THE REQUEST
In the material below, copy out everything from the line containing "Where can you see the soldier's hand" through the line containing "column 244, row 238", inclusive, changing "soldier's hand" to "soldier's glove" wherever it occurs and leaving the rest untouched.

# # # # #

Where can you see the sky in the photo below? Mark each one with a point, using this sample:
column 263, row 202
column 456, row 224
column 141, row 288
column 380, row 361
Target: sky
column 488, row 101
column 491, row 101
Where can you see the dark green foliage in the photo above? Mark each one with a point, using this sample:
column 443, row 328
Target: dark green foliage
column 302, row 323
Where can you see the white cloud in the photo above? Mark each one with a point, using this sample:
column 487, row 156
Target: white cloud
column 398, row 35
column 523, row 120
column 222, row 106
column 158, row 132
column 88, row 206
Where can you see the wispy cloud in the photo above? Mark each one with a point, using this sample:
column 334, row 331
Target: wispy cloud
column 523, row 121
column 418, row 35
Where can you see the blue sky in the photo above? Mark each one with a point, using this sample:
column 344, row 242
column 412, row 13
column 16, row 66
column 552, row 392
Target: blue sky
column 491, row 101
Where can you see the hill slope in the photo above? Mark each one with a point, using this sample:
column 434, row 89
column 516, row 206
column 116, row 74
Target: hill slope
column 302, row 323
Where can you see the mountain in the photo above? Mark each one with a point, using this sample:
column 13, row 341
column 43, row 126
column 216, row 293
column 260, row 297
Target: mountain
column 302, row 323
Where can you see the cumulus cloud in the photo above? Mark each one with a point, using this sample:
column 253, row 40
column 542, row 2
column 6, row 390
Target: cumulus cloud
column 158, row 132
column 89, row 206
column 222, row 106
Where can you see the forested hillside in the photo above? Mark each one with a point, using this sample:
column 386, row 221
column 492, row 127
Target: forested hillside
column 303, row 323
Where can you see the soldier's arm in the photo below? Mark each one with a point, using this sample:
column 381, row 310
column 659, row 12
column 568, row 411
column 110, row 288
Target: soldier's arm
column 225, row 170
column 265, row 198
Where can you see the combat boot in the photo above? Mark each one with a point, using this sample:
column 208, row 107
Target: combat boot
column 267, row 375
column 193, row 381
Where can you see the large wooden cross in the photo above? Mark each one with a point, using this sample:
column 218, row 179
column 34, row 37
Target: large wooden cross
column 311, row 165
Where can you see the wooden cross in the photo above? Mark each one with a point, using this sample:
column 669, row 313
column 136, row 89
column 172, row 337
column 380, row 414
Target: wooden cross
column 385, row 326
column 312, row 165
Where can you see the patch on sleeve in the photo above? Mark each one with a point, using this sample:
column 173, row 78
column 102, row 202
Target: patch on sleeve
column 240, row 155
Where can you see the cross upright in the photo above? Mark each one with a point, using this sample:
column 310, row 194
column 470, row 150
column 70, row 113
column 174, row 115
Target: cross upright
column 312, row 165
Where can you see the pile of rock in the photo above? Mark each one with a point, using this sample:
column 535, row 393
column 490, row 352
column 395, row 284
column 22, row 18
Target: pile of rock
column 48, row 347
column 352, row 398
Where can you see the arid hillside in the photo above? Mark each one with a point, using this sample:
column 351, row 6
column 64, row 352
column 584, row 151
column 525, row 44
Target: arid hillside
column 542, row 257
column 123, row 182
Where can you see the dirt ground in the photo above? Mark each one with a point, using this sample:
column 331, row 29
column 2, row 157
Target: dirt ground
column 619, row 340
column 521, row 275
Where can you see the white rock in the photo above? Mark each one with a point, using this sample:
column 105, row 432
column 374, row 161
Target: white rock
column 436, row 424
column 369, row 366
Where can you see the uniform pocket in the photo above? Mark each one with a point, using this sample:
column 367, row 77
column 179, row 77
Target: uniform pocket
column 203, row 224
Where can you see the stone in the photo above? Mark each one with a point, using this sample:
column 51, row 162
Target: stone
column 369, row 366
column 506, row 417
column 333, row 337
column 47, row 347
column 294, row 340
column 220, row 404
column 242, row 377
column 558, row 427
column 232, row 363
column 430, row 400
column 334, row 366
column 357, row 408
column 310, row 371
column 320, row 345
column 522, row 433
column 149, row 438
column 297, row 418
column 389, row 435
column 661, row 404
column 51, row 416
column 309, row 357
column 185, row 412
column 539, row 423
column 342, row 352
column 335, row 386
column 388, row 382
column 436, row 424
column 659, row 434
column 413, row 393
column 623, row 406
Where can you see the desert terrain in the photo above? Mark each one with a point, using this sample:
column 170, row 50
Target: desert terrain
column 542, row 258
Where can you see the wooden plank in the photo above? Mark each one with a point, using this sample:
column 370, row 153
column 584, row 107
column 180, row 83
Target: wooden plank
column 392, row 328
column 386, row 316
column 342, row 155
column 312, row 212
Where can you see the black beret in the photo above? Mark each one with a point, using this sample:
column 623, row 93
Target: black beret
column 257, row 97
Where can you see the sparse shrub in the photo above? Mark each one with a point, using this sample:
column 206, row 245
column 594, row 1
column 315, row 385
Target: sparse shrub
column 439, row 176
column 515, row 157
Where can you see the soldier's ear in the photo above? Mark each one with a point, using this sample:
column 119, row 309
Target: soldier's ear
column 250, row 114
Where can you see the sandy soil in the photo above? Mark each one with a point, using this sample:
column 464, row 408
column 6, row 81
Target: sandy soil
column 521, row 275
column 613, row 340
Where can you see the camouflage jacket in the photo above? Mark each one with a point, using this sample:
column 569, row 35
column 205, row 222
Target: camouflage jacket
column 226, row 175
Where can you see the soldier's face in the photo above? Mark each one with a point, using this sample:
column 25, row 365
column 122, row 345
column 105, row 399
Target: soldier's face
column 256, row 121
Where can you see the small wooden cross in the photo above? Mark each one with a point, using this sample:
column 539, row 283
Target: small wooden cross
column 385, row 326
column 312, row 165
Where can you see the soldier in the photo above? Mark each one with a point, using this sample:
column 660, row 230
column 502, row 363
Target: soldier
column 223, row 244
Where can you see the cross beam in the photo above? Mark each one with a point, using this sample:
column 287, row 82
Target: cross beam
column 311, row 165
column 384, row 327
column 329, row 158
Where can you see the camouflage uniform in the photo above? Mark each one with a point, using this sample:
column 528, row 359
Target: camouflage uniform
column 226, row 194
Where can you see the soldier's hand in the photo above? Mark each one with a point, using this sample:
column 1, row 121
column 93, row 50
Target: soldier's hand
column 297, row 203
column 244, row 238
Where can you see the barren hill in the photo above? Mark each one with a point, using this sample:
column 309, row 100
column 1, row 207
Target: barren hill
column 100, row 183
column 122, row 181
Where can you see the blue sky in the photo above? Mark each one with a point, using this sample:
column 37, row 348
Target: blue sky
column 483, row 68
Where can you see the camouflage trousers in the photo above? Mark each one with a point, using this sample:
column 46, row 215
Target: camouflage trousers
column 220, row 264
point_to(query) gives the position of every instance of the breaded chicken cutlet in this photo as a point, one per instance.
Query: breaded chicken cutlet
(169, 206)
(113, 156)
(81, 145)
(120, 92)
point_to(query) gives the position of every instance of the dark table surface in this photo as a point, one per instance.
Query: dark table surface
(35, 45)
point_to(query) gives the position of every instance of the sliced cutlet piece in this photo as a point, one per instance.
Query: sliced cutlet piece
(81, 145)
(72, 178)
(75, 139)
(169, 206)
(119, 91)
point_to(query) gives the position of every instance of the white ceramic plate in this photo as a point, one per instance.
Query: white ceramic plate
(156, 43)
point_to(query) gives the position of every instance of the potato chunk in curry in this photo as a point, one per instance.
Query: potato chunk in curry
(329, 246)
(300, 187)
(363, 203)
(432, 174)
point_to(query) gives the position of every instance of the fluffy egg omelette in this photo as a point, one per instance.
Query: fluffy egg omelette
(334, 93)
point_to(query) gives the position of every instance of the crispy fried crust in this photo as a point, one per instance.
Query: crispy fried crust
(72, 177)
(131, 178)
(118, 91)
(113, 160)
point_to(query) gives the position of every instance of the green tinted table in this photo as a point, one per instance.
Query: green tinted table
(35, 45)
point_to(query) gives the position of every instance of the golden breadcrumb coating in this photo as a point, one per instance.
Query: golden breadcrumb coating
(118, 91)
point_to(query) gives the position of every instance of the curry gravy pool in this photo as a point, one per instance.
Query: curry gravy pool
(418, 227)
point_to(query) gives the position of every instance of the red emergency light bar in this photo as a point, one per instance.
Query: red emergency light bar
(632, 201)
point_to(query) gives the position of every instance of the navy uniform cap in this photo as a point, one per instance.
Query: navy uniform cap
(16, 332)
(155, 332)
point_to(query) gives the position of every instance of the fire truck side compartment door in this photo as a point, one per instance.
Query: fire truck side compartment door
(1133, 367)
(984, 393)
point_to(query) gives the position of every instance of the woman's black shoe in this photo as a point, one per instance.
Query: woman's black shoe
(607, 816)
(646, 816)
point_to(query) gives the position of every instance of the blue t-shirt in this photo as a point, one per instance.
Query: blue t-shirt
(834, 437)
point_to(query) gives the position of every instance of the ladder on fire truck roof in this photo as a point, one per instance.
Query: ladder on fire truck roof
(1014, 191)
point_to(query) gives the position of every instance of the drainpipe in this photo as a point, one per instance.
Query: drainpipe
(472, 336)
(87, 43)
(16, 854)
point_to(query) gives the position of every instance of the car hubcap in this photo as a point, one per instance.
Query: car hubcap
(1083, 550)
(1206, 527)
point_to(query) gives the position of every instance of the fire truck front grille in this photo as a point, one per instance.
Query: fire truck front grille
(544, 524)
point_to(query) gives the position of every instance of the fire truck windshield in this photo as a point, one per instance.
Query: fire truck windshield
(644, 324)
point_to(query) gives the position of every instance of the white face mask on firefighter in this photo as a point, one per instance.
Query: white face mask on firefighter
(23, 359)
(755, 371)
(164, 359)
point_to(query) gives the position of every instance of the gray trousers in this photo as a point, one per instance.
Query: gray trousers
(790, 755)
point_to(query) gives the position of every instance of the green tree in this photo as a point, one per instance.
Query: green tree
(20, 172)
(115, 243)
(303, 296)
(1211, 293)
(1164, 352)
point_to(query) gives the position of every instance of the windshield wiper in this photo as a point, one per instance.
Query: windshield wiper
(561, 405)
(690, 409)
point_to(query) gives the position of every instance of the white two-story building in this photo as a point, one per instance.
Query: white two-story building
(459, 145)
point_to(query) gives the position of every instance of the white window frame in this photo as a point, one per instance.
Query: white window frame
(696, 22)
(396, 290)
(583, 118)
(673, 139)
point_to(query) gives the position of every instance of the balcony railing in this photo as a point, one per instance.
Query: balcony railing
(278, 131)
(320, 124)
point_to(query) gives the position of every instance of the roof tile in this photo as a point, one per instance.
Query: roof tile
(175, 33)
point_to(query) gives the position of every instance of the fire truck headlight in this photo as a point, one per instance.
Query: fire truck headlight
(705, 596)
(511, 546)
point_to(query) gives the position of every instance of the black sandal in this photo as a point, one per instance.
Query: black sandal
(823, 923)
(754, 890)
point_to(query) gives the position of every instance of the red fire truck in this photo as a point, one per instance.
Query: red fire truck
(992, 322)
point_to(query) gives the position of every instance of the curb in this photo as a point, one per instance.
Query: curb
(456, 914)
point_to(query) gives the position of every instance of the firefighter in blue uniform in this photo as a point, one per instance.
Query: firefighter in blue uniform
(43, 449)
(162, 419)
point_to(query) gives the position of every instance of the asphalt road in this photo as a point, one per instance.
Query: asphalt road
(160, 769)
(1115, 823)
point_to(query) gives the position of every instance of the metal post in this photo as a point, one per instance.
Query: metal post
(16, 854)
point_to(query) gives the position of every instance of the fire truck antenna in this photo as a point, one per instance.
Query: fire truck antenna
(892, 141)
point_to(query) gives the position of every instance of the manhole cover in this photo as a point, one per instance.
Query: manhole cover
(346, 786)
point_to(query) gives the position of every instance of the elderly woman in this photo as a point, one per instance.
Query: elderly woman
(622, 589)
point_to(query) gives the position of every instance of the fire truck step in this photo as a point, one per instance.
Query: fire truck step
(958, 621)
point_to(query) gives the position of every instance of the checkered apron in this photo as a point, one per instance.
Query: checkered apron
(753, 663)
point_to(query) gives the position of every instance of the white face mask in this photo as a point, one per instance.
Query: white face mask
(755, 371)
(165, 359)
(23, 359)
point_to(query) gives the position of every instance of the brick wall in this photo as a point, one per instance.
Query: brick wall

# # # # #

ANSWER TO THIS EXERCISE
Where can you see the soldier's glove in the photo above? Mark each one with a point, using this sample:
column 1, row 121
column 93, row 50
Target: soldier's glove
column 297, row 203
column 244, row 238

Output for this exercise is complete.